▶ **Texte fourni**
○ ○ ○ ○ ○ ○ ○

Les banques ont l'habitude de fournir à leurs clients des renseignements commerciaux, au titre de services accessoires ou annexes à d'autres prestations (crédit, encaissements…). On admet qu'il s'agit là d'une dérogation au devoir de discrétion professionnelle fondé sur les usages ou la coutume [1], dans la mesure où les informations transmises sont souvent générales.
Les banques n'ont aucun monopole en la matière, comme en témoigne la décision commentée.
L'entreprise qui fournit un renseignement doit veiller à ce que l'information soit exacte. Il ne s'agit pas d'une obligation de résultat. Le professionnel ne garantit pas l'exactitude du renseignement communiqué. Il s'agit d'une obligation de moyen, le prestataire de services devant faire les diligences nécessaires pour obtenir et délivrer une information exacte. Il doit agir avec prudence, précaution, soin et diligence. Si l'agence de renseignement ne peut vérifier les données fournies, elle doit émettre des réserves ou des nuances en éveillant l'attention du demandeur [2].
Ces réserves ont pour but d'informer le client de l'incertitude qui pèse sur la fiabilité du renseignement.
Depuis longtemps, les tribunaux estiment “qu'il est d'intérêt social que ceux qui font profession de fournir des renseignements ne puissent se livrer impunément à des agissements préjudiciables à des tiers, en donnant sur eux des informations malveillantes, non étayées sur des éléments à conviction certains, ou que tout au moins s'ils n'ont pu puiser leur documentation à des sources offrant de complètes garanties, ils en avisent leurs clients” [3].
Le fait de donner un renseignement inexact n'est pas nécessairement fautif [4]. Pour qu'il y ait faute, il faut soit de la mauvaise foi soit de l'imprudence. La témérité engendre la responsabilité.
En l'espèce, le professionnel avait informé un client de ce qu'une entreprise avait procédé à une augmentation de capital à concurrence d'un certain montant, en précisant qu'aucune publication officielle n'avait encore été faite, et alors que cette augmentation ne s'était pas réalisée. L'agence de renseignement s'était contentée de répercuter une information publiée dans la presse, sans la vérifier.
Sur le plan du lien de causalité, la cour relève à bon droit et de manière classique que le client préjudicié doit établir le caractère déterminant de l'influence de l'information reçue sur sa décision [5].

○ ○ ○ ○ ○ ○ ○

▶ **Données brutes**
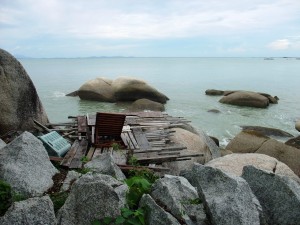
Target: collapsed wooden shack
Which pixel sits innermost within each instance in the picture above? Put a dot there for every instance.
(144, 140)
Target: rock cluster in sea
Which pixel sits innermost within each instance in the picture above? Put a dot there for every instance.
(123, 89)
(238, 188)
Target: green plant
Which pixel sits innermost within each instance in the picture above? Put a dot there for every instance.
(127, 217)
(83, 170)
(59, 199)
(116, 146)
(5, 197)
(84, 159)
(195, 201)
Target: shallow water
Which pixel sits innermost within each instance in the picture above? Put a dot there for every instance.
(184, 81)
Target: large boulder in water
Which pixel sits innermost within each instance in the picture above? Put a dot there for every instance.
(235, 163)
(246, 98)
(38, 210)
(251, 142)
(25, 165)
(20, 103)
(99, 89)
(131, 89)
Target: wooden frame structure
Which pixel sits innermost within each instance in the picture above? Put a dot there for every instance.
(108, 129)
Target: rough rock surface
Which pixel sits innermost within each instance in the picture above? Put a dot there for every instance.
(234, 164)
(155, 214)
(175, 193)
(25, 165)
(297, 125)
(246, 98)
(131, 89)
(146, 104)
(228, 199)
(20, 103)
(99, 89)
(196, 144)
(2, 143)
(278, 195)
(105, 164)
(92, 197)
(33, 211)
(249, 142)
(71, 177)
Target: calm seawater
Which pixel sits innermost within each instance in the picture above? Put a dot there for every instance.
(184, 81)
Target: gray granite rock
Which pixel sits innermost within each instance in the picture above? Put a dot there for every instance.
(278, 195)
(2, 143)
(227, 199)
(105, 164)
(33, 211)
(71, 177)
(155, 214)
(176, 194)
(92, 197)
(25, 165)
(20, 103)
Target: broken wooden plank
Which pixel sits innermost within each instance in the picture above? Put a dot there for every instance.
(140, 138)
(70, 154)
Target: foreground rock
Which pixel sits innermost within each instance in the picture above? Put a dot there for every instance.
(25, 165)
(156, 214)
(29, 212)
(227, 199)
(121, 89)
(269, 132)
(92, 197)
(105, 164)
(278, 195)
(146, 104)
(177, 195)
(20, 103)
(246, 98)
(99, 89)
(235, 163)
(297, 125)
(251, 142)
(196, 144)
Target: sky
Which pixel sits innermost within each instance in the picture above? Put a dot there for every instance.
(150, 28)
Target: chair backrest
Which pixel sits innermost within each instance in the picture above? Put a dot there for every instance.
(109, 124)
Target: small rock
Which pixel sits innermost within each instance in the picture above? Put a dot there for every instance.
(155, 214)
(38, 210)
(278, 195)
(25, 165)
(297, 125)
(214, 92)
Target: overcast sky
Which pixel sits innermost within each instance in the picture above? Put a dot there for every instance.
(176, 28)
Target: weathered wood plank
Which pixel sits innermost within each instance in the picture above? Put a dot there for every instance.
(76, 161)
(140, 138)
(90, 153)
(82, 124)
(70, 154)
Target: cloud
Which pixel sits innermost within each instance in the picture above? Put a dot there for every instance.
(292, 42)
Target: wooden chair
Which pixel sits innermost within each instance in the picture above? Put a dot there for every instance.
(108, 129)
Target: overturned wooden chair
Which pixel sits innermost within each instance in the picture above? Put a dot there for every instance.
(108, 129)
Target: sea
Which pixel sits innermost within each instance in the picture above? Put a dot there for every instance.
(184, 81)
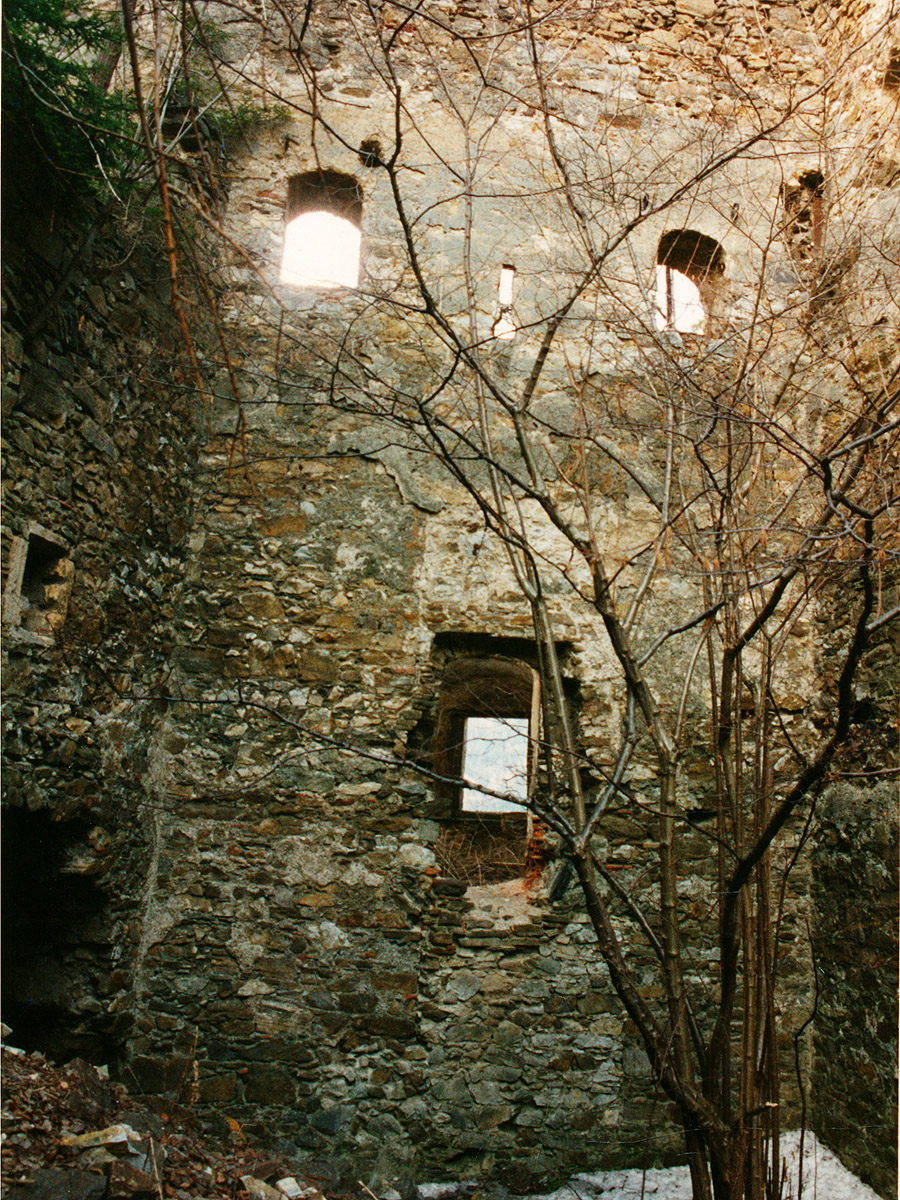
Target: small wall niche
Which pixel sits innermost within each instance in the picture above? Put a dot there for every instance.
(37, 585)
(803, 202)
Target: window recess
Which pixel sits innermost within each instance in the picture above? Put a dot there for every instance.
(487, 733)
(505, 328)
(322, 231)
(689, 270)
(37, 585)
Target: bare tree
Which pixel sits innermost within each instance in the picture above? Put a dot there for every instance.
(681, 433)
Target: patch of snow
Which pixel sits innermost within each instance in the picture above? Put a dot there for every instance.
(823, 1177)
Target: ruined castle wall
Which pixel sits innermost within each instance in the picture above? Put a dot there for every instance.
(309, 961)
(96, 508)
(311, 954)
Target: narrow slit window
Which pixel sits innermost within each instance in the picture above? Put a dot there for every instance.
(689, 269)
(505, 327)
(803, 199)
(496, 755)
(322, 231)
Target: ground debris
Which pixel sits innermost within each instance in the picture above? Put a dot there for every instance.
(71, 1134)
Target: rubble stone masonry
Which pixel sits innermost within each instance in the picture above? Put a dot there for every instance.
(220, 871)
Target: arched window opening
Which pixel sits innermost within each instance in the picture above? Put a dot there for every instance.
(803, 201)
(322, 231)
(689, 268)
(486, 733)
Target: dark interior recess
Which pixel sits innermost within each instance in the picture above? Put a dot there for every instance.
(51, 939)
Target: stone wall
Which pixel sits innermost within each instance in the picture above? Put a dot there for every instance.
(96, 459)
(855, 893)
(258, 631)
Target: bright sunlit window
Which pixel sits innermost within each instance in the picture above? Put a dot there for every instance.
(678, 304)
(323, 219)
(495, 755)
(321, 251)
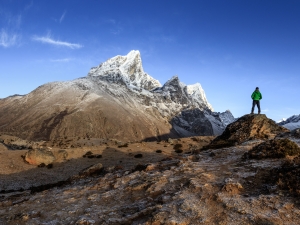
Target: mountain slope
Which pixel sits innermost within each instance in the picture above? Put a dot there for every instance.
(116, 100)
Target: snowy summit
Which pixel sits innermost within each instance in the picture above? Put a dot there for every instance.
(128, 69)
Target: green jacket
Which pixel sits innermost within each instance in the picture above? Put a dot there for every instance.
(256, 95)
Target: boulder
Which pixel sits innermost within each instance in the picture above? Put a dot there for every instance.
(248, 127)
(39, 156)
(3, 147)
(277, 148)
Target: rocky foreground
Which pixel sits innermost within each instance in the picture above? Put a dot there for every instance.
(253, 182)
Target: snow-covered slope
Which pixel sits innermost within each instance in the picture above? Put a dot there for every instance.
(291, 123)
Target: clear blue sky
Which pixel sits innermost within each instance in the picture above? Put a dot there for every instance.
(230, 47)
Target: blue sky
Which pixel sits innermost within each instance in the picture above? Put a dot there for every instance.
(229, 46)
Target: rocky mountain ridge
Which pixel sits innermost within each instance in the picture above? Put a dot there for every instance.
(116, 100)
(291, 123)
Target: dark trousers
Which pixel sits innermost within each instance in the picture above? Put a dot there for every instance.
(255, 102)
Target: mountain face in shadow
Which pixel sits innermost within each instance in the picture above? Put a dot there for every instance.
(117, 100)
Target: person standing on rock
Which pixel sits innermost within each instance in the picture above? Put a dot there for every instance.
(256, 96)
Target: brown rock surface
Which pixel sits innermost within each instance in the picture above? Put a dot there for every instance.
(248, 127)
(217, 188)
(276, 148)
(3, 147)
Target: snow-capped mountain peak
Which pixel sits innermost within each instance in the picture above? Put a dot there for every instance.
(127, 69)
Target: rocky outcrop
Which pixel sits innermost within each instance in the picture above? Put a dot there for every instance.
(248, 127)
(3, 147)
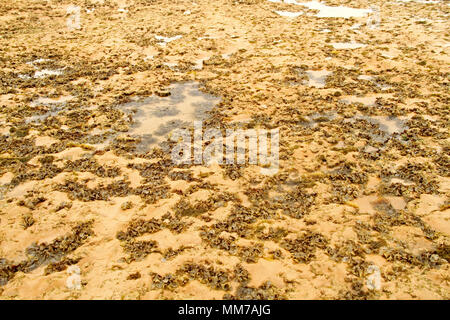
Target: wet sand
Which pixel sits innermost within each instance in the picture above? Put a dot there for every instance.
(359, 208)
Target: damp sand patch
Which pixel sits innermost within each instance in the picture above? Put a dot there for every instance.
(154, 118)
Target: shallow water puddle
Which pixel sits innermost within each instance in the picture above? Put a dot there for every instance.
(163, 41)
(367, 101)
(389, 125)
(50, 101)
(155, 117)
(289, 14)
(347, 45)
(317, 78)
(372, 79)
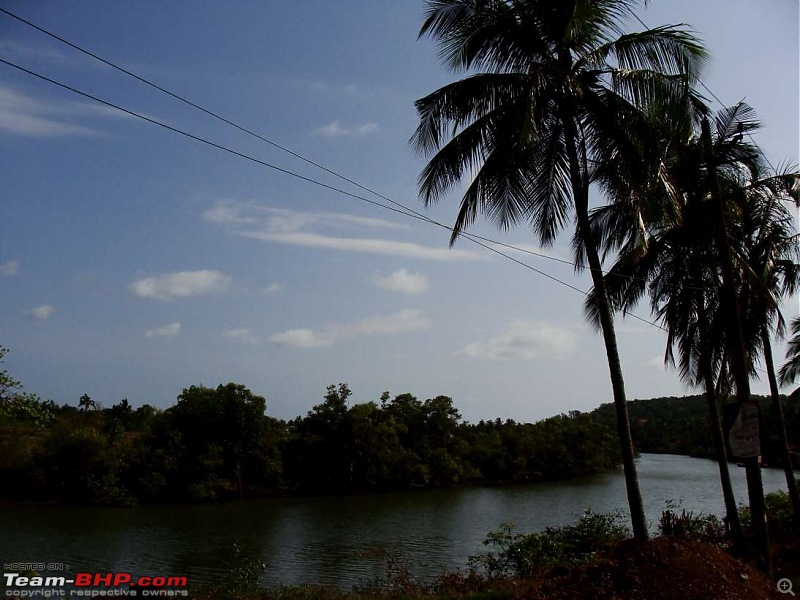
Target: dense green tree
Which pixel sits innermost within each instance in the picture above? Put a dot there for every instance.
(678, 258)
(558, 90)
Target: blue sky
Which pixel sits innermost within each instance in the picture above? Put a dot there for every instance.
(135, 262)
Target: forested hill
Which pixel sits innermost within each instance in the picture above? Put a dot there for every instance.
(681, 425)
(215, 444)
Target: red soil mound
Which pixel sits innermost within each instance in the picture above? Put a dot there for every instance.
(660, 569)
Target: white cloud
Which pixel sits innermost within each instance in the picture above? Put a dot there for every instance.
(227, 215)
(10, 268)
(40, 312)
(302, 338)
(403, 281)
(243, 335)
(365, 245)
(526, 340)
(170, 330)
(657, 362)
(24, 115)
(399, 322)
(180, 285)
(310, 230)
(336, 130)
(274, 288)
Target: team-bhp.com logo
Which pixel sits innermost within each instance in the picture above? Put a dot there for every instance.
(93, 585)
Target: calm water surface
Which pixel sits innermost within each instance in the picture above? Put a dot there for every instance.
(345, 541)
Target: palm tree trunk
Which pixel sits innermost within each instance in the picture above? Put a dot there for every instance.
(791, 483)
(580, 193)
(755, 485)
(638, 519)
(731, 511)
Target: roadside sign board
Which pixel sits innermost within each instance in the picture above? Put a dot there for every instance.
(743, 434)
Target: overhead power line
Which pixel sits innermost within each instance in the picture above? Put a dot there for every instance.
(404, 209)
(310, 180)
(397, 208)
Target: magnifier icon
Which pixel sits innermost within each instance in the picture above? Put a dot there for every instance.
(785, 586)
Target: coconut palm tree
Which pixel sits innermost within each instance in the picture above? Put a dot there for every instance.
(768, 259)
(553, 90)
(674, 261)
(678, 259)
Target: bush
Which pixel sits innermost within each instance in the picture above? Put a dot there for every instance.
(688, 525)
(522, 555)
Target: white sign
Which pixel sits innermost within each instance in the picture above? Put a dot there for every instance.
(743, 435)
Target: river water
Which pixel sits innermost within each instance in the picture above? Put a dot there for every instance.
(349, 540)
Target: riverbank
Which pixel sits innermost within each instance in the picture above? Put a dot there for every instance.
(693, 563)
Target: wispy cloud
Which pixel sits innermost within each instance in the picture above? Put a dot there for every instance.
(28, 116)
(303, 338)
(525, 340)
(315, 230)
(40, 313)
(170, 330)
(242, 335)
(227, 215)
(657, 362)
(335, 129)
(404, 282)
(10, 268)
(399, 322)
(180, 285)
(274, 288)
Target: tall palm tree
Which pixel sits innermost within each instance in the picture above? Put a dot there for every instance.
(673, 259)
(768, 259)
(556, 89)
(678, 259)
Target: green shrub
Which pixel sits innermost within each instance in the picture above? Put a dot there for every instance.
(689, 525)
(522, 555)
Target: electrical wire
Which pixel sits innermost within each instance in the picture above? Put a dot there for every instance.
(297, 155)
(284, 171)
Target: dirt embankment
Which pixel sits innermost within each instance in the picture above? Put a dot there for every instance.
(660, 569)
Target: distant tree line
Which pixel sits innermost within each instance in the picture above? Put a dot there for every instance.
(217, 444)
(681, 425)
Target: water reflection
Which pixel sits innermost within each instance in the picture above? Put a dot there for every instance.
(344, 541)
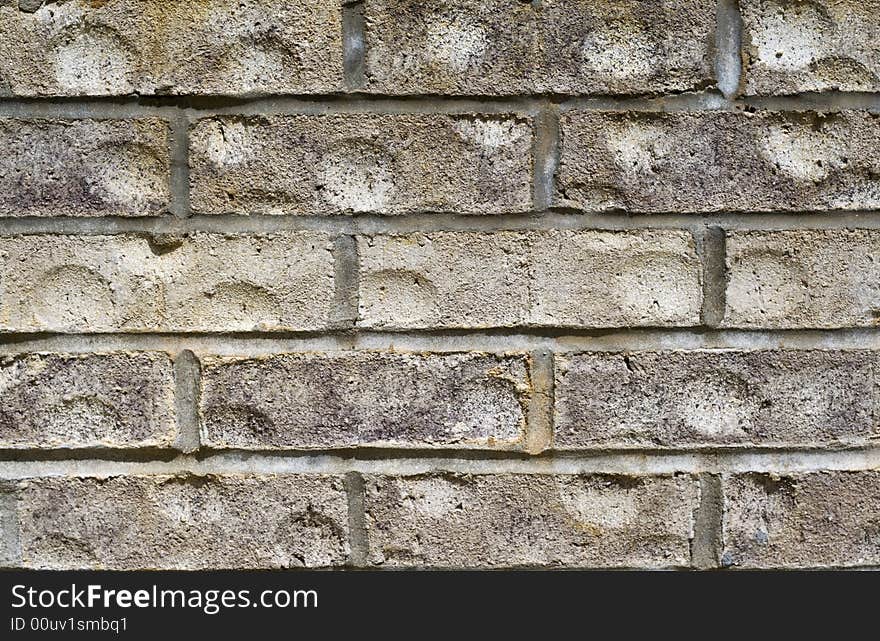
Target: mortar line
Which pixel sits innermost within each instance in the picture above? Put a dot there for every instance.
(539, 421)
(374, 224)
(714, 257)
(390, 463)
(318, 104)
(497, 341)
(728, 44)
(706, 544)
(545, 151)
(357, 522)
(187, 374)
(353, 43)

○ ○ ○ ○ ○ ○ ○

▶ **Objectifs**
a – Recopiez à l'identique le passage du texte sur les renseignements commerciaux qui commence aux mots « Le fait de donner » et se termine après les mots « sans la vérifier. ».
b – Rédigez la suite du texte sur les renseignements commerciaux à partir de sa dernière phrase.

▶ **Résultats attendus**
a –
Le fait de donner un renseignement inexact n'est pas nécessairement fautif [4]. Pour qu'il y ait faute, il faut soit de la mauvaise foi soit de l'imprudence. La témérité engendre la responsabilité.
En l'espèce, le professionnel avait informé un client de ce qu'une entreprise avait procédé à une augmentation de capital à concurrence d'un certain montant, en précisant qu'aucune publication officielle n'avait encore été faite, et alors que cette augmentation ne s'était pas réalisée. L'agence de renseignement s'était contentée de répercuter une information publiée dans la presse, sans la vérifier.

b –
Le tribunal précise aussi que lorsque cette influence présente ce caractère, encore faut-il s'assurer qu'il n'a pas été accordé une confiance excessive au renseignement communiqué, lequel ne doit être considéré que comme un élément d'appréciation parmi d'autres.
Un juge pourrait, en effet, retenir un partage de responsabilité si le client faisait preuve de légèreté fautive, en se fiant aveuglément à l'information reçue [6]. Mais il se pourrait aussi que le client ait adopté le même comportement, même en l'absence de renseignements commerciaux. Les informations transmises par l'agence de renseignements, fussent-elles inexactes, peuvent en effet, ne pas avoir déterminé le client qui les a reçues dans sa décision de conclure un contrat.
C'est ce que retient la cour dans l'arrêt commenté puisqu'il n'apparaît pas que le choix du client aurait été différent si l'agence de renseignements avait pris la précaution de souligner que l'augmentation du capital n'était que simplement annoncée par la presse et si cette même agence s'était fait l'interprète du scepticisme exprimé par la presse au sujet de l'effet à espérer de cette augmentation de capital.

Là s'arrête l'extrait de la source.